SUPPLIED PASSAGE —
I have found myself thinking quite a bit about “The Night They Drove Old Dixie Down” lately, probably the most troublesome piece of music in the catalogue of the Band, who are one of my favorite artists. Any experience of art is by definition subjective, which is one of the reasons that discussing troublesome art is often so tricky; everyone’s mileage will vary. By “troublesome” art I don’t mean things like Triumph of the Will or The Birth of a Nation, works that are so odious that if you’re unbothered by them, there is something wrong with you. I mean things like Lolita or Heart of Darkness or The Searchers that provoke a spectrum of responses. I have heard thoughtful people express great (if usually qualified) admiration for these works, and I’ve heard other thoughtful people emphatically say that they’d rather spend their time elsewhere, and I think all of these reactions can be right.

“The Night They Drove Old Dixie Down” is not my favorite Band song by any stretch, but with the exception of “The Weight,” it’s probably their most well-known composition, partly due to Joan Baez’s hit cover of the song, which reached No. 3 on the charts in 1971. (The original recording appeared on the Band’s self-titled second album, released in September 1969.) It’s also one of their most acclaimed works, making lists of history’s greatest songs as compiled by everyone from Rolling Stone and Time to Pitchfork. The song is set sometime in the late 19th century and tells the story of a Southern man looking back on the fall of the Confederacy, and it’s come to resonate among a certain good-old-boy set as a musical emblem of regional chauvinism and neo-Confederate nostalgia, as James’ recollection suggests. I happen to think this is a mishearing of the song (more on that in a bit), but the meaning of music never entirely belongs to the music itself, and for that reason I understand the position of those who’d prefer to relegate it to the dustbin. Back in 2009, Ta-Nehisi Coates wrote a brief essay on his own response to the song that still sticks with me: “Another story about the blues of Pharaoh,” wrote Coates, caustically and not incorrectly.

LISTED RECORDS —
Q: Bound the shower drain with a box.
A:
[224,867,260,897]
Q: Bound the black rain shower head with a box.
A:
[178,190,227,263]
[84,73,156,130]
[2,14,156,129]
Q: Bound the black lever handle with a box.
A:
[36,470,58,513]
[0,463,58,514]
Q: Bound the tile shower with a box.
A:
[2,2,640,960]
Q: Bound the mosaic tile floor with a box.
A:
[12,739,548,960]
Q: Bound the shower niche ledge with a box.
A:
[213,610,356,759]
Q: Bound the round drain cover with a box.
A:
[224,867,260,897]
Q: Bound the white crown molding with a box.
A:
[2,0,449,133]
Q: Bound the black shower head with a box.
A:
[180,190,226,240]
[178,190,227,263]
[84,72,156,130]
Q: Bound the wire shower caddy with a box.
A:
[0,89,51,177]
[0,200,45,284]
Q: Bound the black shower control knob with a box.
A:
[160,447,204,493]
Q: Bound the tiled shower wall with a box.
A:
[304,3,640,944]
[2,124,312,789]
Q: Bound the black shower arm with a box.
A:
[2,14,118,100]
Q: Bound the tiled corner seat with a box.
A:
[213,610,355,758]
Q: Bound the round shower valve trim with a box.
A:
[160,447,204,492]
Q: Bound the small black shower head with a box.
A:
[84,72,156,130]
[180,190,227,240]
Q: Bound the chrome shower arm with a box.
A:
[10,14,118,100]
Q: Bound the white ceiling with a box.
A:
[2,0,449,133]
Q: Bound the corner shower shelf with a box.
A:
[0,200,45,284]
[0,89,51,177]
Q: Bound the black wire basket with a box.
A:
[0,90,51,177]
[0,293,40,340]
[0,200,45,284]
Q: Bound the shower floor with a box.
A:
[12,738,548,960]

GOALS —
(a) In the essay about "The Night They Drove Old Dixie Down," whose cover of the song reached No. 3 on the charts in 1971?
(b) Please write what comes next in the essay about "The Night They Drove Old Dixie Down," picking up after its final sentence.

EXERCISE RESPONSES —
(a) Joan Baez's cover.

(b)
I’m not going to defend “The Night They Drove Old Dixie Down,” in part because I don’t want to, but also because I think that treating massively popular art as something that needs “defending” is usually a reactionary stance, motivated by the belief that other people’s experiences of art are less valid than one’s own. Robbie Robertson is not in peril. There are nice things one can say about the song: I could mount a purely technical-formalist endorsement, for instance, highlighting Levon Helm’s gorgeous vocal performance, the inventive use of voice-leading in Robertson’s composition, the recording’s masterful, midtempo rhythmic pocket. On the less nice side, I could point out that as a piece of writing, it’s always struck me as wildly overrated. Its grasp of history is Wikipedia-deep and full of the sort of cloying specificity that’s a hallmark of third-rate historical fiction. “Virgil, quick come see/ There goes Robert E. Lee”—what a howlingly awful line.

It’s the lyrics, of course, which also present the trouble, although here I would argue that those who croon along to the song as Southern nostalgia are fundamentally misunderstanding it. One of the oldest pop music fallacies in the book is the belief that songs are actually about the people who sing them, and that the perspectives expressed in songs are shared by the people who write them. Most pop songwriting is deeply figurative and symbolic, and within this exists a subtradition of “character” songs. Take Talking Heads’ “Psycho Killer” or “Stan” by Eminem, both songs told from the point of view of murderous psychopaths. They are both chilling in their way, but most people don’t find them categorically offensive, because we understand they are fictions.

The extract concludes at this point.